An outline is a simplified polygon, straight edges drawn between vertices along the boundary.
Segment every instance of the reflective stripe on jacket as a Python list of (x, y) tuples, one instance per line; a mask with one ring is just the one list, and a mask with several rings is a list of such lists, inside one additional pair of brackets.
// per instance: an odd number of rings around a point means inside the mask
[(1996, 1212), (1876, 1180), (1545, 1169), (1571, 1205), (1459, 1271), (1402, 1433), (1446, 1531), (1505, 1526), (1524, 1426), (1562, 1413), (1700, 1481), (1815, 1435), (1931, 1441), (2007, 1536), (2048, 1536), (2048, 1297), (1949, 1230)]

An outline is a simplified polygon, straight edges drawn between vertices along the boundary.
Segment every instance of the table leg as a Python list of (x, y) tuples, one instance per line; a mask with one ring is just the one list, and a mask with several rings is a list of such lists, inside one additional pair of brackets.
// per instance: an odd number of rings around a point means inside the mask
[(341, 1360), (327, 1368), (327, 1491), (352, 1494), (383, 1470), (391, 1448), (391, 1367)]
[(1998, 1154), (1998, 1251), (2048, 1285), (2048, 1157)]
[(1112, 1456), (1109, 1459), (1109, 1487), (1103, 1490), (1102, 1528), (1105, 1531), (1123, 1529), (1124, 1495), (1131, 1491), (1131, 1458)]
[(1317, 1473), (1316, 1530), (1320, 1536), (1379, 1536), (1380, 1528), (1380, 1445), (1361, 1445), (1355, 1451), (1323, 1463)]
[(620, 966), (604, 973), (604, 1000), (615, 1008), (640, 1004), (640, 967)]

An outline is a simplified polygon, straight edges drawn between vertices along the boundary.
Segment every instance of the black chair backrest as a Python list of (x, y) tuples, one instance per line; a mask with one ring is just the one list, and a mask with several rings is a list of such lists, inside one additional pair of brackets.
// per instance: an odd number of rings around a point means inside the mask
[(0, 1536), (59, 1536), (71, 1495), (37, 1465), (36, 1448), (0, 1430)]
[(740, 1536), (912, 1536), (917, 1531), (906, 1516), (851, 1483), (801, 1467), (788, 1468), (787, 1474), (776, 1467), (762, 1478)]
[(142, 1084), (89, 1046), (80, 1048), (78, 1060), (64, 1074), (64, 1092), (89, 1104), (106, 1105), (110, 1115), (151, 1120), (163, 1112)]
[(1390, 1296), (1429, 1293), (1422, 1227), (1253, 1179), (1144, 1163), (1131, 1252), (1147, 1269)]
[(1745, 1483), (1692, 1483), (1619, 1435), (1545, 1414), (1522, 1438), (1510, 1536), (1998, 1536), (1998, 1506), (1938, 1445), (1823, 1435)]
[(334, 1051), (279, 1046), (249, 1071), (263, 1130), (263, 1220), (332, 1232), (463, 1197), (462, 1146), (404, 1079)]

Requirement = Quote the records above from their first line through the line containing "Segment every instance of the reflective", both ends included.

Reply =
An outline is a simplified polygon, straight edges drawn between vertices along the boundary.
Segment every instance of the reflective stripe on jacket as a Python list of (x, y) tuples, one instance per line; a mask with one ring is just the one list, and a mask with several rings is a list of such lists, inside one additional pair of brackets.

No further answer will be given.